====== Passage for review ======
Does that mean Someone Who Isn't Me is the literary equivalent of Waiting, a debut work that shows more promise than power? Not exactly. After all, Rickly is now in his 40s. Between Thursday and all the other bands he's fronted over the past quarter-decade, he's written the equivalent of many books, only in song form. Of course, a novel is very different from an album, and many musicians have dashed themselves against the rocks in an attempt to transfer their lyrical ability to prose. As it turns out, Rickly is solidly in the camp of successful songwriters-turned-authors such as John Darnielle and Nick Cave. When it comes to making the shift to the written word, he's a natural, albeit a germinal one.
======
- _Task instructions_
A - In the review excerpt, which two songwriters-turned-authors is Rickly placed alongside?
B - Say whether each statement agrees with the review excerpt, quoting the words that decide it: (i) Rickly is now in his 40s. (ii) The review excerpt treats Someone Who Isn't Me as fully equivalent to Waiting. (iii) Many musicians have failed when trying to carry their lyrical ability over into prose.
====== Data extracts ======
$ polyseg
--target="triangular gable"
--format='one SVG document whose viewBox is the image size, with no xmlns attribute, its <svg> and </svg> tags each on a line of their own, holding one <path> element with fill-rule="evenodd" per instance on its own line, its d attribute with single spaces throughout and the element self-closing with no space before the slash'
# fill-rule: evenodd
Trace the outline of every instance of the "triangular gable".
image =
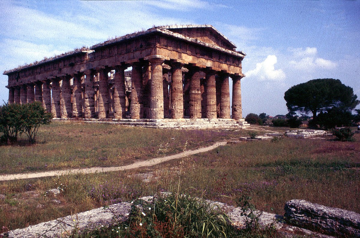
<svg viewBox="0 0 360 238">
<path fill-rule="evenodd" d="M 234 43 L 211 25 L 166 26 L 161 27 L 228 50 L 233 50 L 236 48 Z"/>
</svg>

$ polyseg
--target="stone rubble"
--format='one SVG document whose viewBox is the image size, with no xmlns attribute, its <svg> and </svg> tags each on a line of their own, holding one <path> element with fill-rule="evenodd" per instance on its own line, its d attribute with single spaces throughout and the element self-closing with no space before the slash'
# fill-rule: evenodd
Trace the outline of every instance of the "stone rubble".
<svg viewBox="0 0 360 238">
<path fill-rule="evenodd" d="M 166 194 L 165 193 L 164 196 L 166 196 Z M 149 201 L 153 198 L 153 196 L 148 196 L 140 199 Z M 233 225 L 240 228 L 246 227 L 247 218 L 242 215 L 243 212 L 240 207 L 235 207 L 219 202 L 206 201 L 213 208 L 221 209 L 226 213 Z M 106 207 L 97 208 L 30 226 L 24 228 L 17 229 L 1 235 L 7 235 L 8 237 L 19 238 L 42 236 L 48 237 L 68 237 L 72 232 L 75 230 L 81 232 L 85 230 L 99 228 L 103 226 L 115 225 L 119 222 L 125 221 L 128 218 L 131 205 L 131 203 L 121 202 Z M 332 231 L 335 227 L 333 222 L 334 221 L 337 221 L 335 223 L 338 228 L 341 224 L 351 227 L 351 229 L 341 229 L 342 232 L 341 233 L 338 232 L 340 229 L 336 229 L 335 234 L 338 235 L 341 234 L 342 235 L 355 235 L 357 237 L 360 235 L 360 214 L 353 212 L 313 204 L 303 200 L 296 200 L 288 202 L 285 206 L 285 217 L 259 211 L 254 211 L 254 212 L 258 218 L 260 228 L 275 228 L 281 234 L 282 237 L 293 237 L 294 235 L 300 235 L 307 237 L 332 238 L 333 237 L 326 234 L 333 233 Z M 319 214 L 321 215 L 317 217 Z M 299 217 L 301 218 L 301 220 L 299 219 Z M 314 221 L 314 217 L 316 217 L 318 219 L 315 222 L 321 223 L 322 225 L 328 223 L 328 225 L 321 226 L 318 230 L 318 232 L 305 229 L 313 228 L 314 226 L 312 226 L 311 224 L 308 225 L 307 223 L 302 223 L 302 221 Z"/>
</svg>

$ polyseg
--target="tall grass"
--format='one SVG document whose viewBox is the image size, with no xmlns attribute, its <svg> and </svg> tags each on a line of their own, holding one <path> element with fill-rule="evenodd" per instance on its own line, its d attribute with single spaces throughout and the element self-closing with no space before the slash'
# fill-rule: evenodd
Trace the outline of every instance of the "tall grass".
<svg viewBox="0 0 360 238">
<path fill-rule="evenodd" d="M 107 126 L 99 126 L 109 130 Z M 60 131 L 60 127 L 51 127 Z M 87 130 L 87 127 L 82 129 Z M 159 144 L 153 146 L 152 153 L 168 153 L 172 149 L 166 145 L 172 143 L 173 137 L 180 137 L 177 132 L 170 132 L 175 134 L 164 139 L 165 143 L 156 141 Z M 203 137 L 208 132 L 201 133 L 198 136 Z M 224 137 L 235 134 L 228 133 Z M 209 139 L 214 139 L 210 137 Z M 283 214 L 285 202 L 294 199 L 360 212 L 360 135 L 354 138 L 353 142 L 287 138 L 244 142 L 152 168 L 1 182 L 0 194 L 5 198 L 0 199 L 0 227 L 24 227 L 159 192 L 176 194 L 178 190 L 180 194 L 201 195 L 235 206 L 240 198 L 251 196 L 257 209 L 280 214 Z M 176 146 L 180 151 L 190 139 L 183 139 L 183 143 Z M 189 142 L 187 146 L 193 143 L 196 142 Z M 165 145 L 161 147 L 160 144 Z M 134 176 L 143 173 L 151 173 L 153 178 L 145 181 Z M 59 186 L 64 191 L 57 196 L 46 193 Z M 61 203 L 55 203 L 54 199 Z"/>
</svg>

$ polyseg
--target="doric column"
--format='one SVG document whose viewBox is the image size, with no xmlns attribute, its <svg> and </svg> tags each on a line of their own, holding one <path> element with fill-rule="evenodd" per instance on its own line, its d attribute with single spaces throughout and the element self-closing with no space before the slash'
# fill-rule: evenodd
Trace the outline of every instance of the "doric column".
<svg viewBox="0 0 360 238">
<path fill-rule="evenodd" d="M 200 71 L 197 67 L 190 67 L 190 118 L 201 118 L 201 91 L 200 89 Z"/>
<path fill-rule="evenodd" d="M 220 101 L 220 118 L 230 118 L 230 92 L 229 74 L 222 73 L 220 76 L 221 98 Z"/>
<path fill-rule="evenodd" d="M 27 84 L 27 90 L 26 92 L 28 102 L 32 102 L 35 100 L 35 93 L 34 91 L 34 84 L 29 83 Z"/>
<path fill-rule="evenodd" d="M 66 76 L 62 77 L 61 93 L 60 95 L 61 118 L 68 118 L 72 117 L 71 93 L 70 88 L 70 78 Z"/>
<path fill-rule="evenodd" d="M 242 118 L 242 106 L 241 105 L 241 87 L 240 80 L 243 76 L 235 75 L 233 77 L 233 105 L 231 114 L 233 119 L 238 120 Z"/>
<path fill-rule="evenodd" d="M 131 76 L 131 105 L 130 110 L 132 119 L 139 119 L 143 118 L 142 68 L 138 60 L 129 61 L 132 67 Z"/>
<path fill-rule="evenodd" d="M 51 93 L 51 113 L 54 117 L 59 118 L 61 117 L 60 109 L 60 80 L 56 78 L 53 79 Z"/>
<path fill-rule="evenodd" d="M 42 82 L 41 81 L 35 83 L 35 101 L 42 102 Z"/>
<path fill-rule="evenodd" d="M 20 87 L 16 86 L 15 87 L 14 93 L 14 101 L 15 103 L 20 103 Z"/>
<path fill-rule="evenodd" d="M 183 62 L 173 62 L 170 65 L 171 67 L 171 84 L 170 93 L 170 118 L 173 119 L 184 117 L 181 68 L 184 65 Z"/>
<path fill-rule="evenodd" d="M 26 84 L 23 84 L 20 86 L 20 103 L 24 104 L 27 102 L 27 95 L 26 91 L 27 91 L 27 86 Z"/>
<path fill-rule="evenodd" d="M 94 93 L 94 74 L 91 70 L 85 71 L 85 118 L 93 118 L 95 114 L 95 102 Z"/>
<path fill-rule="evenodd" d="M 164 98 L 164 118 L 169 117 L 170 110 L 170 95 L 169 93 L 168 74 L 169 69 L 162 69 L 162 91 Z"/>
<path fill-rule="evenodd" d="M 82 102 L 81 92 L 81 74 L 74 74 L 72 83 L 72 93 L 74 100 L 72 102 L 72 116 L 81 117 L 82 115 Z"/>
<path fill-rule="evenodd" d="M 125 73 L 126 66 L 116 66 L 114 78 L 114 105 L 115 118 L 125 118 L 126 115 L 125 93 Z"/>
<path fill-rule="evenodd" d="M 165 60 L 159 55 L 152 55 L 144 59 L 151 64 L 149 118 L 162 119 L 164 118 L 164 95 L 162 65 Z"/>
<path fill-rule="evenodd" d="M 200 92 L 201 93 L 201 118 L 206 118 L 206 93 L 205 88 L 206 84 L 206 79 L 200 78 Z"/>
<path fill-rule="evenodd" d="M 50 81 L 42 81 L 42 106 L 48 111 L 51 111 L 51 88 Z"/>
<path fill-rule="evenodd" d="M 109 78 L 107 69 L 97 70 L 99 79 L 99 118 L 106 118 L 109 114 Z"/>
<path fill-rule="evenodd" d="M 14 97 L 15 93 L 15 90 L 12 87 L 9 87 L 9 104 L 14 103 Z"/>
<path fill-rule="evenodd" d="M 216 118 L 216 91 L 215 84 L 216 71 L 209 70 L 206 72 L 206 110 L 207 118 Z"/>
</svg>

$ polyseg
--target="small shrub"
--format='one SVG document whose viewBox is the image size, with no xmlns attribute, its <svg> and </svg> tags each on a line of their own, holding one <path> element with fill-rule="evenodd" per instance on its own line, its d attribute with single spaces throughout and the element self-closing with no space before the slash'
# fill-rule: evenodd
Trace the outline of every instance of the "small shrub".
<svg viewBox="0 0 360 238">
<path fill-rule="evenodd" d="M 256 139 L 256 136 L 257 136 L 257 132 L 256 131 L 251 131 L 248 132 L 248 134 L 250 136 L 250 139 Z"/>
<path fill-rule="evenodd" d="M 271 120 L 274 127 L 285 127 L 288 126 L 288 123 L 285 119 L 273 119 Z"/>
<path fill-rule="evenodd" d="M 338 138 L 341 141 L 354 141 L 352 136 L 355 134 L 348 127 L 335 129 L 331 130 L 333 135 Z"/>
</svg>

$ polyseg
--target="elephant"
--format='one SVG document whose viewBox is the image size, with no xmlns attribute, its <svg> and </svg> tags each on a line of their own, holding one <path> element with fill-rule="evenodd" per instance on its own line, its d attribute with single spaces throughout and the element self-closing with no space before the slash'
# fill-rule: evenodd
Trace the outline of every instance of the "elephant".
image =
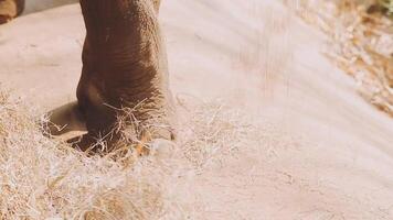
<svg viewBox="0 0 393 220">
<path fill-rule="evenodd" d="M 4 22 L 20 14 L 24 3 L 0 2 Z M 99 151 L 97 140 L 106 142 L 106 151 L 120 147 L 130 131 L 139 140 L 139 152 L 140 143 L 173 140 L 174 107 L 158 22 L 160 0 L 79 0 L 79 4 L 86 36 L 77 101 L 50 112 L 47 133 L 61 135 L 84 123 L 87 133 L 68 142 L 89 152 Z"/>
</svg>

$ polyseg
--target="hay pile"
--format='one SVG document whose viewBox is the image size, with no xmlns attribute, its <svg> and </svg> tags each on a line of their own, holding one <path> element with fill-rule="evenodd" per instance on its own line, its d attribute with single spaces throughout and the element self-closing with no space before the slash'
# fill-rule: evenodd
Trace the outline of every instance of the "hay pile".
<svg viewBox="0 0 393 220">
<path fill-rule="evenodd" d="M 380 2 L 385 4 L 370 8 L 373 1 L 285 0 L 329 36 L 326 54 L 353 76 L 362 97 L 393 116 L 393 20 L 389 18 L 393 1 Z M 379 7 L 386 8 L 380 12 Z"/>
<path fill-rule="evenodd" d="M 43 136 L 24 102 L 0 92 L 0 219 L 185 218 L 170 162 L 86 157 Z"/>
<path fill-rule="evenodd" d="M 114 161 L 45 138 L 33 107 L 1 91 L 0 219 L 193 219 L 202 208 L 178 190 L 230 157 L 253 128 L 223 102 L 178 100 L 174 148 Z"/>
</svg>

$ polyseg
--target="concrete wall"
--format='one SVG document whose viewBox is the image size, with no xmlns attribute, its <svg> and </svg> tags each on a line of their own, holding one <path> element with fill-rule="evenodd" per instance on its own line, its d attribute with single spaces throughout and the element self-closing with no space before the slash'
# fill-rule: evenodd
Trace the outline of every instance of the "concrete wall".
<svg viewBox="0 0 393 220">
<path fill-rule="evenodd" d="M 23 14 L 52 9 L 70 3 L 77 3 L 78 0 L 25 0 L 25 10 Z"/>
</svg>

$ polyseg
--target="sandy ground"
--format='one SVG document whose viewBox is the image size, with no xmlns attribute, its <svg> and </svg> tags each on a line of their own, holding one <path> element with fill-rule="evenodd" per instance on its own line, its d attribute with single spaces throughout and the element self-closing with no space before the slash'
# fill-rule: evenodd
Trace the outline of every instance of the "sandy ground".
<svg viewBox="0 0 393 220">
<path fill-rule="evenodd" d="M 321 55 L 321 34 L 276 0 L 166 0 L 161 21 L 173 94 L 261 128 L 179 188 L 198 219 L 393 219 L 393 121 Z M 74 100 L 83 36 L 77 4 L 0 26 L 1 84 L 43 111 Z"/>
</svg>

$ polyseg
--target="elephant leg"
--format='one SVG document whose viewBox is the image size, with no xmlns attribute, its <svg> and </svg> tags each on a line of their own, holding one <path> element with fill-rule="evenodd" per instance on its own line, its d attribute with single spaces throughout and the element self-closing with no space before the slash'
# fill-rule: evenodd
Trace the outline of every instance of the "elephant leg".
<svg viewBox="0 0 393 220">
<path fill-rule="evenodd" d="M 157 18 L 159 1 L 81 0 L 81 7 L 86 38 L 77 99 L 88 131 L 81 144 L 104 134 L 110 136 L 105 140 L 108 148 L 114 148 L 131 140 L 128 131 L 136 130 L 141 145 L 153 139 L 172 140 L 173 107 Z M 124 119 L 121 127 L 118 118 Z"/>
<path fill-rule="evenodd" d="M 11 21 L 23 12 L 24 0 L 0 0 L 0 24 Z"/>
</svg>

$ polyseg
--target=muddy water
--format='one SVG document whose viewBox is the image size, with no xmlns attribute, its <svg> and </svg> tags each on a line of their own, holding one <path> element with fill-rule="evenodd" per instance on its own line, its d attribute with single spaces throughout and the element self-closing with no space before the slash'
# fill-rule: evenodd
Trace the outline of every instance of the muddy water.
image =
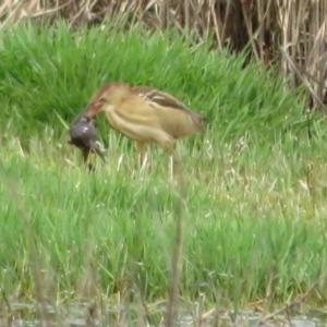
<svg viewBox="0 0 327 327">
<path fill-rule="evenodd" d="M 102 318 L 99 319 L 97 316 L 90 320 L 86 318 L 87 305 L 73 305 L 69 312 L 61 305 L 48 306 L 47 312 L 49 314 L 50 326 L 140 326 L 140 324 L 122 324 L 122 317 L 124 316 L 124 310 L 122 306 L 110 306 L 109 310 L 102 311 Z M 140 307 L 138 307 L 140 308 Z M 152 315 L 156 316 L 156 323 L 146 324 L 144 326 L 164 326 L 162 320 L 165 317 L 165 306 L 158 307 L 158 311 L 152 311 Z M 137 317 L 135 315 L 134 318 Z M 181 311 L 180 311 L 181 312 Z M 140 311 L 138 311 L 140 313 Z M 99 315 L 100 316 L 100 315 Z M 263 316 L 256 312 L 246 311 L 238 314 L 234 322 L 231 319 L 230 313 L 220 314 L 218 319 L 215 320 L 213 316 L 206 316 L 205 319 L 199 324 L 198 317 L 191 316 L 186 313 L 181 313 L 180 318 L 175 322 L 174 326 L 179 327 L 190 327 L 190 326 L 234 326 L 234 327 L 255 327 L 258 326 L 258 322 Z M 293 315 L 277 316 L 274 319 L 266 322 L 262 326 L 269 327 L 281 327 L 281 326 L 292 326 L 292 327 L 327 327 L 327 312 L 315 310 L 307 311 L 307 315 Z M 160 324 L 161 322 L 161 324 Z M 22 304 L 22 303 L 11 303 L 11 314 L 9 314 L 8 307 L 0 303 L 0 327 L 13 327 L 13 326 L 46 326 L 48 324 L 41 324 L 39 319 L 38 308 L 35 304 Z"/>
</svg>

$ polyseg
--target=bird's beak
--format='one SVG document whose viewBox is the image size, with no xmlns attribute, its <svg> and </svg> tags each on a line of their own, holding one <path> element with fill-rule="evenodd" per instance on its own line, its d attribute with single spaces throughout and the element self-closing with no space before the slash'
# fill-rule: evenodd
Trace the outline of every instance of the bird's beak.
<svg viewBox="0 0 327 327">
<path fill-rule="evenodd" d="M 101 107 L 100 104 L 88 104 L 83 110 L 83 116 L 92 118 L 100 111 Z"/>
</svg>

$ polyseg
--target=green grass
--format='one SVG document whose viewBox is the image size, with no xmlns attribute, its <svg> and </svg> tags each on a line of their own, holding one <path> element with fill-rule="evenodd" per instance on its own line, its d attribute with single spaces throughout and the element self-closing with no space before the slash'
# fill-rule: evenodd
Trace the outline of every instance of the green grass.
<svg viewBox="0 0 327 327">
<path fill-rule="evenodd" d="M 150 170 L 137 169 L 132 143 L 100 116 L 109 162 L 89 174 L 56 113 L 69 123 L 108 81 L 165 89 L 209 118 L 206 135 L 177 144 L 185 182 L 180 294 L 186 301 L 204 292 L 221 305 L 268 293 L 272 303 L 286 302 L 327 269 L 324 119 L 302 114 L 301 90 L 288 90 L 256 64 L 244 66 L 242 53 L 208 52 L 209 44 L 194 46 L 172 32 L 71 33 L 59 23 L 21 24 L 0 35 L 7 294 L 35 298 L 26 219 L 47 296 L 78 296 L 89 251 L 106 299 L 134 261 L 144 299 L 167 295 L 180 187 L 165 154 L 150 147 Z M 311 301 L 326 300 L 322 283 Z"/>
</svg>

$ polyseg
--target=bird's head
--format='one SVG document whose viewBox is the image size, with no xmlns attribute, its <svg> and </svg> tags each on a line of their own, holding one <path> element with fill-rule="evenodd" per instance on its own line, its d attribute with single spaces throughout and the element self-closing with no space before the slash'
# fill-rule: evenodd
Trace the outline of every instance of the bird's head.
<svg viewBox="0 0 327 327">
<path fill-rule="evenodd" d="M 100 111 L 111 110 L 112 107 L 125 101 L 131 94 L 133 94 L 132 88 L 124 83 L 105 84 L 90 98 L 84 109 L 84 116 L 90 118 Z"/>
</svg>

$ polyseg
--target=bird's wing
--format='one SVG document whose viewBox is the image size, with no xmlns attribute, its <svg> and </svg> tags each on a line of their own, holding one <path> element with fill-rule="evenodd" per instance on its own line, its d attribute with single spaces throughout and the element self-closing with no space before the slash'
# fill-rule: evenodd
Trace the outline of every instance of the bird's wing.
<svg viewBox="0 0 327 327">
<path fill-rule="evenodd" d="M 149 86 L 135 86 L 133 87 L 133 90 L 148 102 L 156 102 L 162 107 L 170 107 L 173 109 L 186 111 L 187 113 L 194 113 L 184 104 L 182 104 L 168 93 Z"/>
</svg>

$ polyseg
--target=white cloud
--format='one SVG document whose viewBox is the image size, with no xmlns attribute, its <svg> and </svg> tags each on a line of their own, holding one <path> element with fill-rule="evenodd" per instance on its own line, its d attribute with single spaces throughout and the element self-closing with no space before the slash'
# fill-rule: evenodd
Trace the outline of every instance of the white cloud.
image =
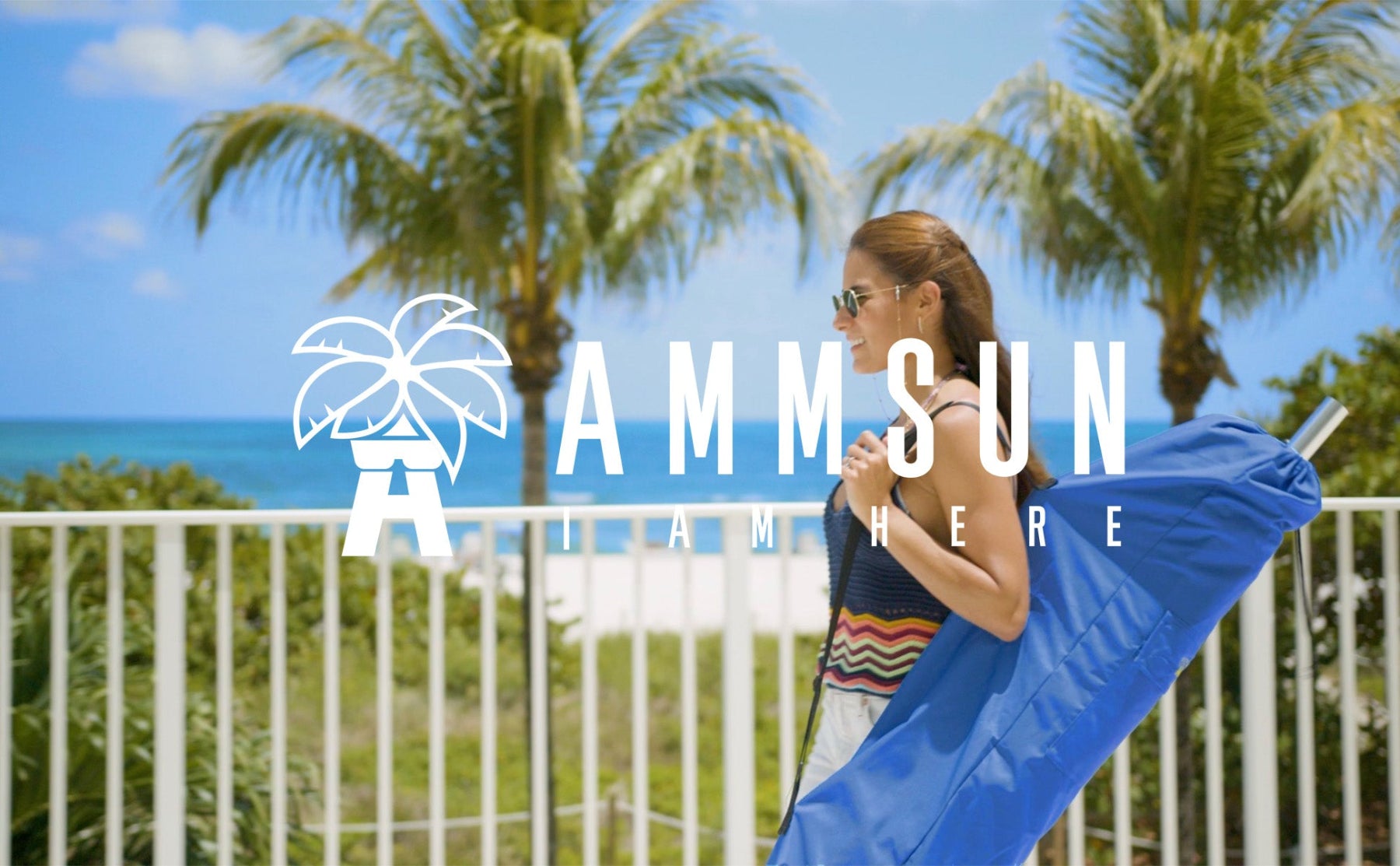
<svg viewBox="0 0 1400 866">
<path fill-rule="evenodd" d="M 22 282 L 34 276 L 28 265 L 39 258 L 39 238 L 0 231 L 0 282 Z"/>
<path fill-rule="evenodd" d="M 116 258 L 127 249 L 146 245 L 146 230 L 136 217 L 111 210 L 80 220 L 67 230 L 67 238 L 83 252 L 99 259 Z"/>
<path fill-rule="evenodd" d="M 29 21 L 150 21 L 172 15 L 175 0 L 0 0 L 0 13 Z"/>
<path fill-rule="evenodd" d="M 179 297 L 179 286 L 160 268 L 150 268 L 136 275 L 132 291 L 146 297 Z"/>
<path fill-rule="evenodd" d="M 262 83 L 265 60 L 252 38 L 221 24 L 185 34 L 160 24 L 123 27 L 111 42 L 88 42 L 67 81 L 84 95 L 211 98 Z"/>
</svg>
======
- _Answers to the tasks_
A - John Darnielle and Nick Cave.

B -
(i) Yes: "Rickly is now in his 40s."
(ii) No: "Not exactly."
(iii) Yes: "many musicians have dashed themselves against the rocks in an attempt to transfer their lyrical ability to prose."